Work to do: List each line in the rows below that contains the word "cross", copying every such line in full.

Task data:

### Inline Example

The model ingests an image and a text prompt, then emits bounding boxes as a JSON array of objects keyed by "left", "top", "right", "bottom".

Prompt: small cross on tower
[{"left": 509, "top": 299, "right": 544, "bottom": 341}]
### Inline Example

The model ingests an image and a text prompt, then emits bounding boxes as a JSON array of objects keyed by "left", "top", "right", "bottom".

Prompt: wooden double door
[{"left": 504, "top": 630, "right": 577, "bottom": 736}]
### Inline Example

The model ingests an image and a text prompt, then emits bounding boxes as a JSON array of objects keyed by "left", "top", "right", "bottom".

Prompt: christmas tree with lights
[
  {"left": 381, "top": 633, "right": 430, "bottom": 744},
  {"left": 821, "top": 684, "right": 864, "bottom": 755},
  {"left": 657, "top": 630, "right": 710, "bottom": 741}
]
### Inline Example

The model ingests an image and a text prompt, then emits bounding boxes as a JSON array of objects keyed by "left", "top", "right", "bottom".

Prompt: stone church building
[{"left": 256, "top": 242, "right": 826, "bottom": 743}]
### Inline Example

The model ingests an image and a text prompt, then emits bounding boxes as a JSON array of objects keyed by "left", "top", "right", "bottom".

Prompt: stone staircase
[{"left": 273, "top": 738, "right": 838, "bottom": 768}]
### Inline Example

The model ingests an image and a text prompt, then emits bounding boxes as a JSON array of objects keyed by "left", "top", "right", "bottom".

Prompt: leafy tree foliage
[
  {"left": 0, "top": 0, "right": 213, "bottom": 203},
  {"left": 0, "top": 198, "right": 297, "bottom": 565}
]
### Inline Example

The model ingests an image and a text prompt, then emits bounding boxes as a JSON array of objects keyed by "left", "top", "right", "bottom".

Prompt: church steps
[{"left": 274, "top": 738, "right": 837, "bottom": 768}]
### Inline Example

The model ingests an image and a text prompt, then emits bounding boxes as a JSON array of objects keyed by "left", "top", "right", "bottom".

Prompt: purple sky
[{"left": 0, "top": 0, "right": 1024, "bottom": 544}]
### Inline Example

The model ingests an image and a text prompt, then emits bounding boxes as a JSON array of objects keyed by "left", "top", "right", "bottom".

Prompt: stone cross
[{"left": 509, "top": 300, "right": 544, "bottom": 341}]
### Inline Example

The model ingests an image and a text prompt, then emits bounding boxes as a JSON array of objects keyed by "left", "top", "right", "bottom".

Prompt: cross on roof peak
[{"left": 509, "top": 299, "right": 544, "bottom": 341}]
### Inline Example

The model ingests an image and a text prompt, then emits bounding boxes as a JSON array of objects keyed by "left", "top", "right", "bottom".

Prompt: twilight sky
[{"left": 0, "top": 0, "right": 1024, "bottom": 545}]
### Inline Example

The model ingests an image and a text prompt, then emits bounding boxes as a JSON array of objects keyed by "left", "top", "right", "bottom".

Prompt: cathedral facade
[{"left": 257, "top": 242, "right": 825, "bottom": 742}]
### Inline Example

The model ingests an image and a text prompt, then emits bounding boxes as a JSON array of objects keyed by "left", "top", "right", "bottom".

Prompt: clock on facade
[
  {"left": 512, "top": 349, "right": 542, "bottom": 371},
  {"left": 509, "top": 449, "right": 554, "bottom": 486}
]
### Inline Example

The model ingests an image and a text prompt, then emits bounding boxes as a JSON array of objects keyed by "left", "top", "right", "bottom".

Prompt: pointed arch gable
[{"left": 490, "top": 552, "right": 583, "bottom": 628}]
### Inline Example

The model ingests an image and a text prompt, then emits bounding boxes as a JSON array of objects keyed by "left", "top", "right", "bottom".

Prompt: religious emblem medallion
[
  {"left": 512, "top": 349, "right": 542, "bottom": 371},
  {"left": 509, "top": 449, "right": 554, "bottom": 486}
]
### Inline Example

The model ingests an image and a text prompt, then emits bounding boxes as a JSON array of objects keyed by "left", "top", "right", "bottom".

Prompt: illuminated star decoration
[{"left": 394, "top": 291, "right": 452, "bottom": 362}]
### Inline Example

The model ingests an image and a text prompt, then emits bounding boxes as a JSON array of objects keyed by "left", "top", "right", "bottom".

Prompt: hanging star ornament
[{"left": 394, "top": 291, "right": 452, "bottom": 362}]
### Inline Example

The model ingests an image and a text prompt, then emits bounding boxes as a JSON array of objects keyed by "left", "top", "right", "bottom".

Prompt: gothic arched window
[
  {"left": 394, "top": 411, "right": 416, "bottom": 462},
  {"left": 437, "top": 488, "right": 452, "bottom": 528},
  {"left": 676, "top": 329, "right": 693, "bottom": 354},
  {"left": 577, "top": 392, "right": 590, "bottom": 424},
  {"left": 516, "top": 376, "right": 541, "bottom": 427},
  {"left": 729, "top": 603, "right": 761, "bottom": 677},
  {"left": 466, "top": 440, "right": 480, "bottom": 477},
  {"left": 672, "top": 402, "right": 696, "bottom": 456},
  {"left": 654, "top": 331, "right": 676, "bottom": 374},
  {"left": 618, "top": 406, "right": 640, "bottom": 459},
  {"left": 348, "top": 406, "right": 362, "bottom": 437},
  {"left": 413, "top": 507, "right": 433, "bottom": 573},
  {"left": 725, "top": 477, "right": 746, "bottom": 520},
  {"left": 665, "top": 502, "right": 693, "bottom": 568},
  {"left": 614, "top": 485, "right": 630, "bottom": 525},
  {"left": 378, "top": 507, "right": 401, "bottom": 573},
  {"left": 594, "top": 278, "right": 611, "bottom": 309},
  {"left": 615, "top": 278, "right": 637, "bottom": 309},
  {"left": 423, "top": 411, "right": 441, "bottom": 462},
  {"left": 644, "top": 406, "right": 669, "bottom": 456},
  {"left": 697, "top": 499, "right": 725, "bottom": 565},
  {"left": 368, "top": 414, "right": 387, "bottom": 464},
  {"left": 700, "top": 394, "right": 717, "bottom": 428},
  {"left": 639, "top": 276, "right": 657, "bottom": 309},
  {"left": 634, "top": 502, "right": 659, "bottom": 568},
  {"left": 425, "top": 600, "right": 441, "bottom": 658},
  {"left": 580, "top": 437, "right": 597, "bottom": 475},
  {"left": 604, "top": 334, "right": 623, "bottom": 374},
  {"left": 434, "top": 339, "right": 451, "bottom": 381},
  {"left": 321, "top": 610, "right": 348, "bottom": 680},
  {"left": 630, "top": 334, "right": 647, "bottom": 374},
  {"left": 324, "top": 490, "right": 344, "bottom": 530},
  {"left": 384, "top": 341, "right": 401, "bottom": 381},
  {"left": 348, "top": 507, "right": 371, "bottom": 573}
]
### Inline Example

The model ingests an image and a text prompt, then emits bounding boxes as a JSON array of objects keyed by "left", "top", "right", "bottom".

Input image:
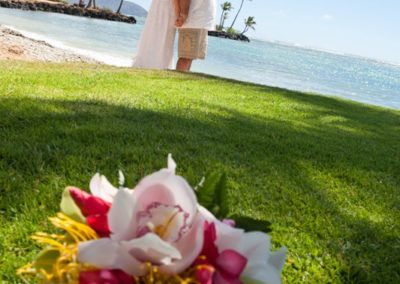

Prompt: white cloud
[{"left": 321, "top": 14, "right": 334, "bottom": 21}]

The response:
Prompt: small cross on tower
Prompt: stone cross
Prompt: cross on roof peak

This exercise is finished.